#### SET PROBLEM
Revise the records below, replacing each occurrence of "place a marker on each" with "mark each one" and leaving every other part unchanged.

#### DATA FOR THE TASK
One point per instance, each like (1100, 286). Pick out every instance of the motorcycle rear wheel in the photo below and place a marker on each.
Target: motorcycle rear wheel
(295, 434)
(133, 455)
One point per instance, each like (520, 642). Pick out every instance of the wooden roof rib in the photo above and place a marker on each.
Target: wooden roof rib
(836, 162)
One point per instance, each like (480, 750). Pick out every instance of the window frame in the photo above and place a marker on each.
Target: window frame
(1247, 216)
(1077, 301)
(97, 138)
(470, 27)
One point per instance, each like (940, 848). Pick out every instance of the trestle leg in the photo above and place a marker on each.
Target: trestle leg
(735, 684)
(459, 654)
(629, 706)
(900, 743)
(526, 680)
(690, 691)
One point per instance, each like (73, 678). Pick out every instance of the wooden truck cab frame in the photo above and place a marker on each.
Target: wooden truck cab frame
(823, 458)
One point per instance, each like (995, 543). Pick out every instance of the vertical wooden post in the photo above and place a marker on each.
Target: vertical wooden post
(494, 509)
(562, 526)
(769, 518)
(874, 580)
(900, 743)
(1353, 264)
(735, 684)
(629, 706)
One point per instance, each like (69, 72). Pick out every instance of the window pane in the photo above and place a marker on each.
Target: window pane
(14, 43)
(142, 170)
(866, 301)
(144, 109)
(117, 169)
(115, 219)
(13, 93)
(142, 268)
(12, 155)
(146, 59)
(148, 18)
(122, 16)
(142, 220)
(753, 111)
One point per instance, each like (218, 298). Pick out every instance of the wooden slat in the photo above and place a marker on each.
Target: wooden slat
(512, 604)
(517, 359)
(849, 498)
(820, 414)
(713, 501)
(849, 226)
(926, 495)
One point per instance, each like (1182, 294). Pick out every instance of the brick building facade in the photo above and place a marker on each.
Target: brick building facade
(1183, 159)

#### OUTPUT OF THE EXERCISE
One point per instance, each like (1100, 286). Pick out every instance of the motorcycle rear wheel in the photo below and mark each one.
Target: motorcycle rear wheel
(295, 434)
(133, 455)
One point per instance, each like (520, 642). Pick out every instance of the wooden roof rib in the photo above and mark each one.
Target: wooden roof rib
(836, 162)
One point per instance, each like (480, 750). Pick out every instance of the window frame in the photo above and mark each one.
Target: window frame
(1247, 216)
(1077, 301)
(97, 138)
(470, 27)
One point per instance, each like (940, 848). Pick out every instance of the trestle leg in the photo above and mark each one.
Target: trestle leg
(735, 684)
(459, 654)
(629, 706)
(900, 743)
(526, 680)
(690, 691)
One point per instance, each like (73, 678). Pick out every instance of the wooden truck cab frame in the photo above and mark each one.
Target: wooden truck cab frame
(823, 458)
One point per instance, each like (995, 543). Pick out every instance of the vertical wooden post in the photo above and mark each one.
Target: vertical wooden post
(494, 509)
(562, 526)
(769, 518)
(874, 580)
(900, 743)
(1353, 264)
(735, 684)
(629, 706)
One point per instance, each like (69, 72). Pick out every instance of the window pane in the photo above and mark each one.
Target: window pane
(14, 43)
(142, 170)
(866, 301)
(144, 109)
(117, 169)
(115, 219)
(13, 93)
(142, 268)
(12, 155)
(146, 59)
(148, 18)
(122, 16)
(142, 220)
(753, 111)
One point per instance, each like (218, 298). Pick out every instance of the wooden slat in the photo above and mark each one.
Target: wooden slat
(512, 604)
(517, 359)
(849, 498)
(820, 414)
(713, 501)
(849, 226)
(926, 495)
One point per instance, each like (1182, 294). Pick out every instance of the brick building facade in the photo above and mark each one.
Target: brick building facade
(1183, 159)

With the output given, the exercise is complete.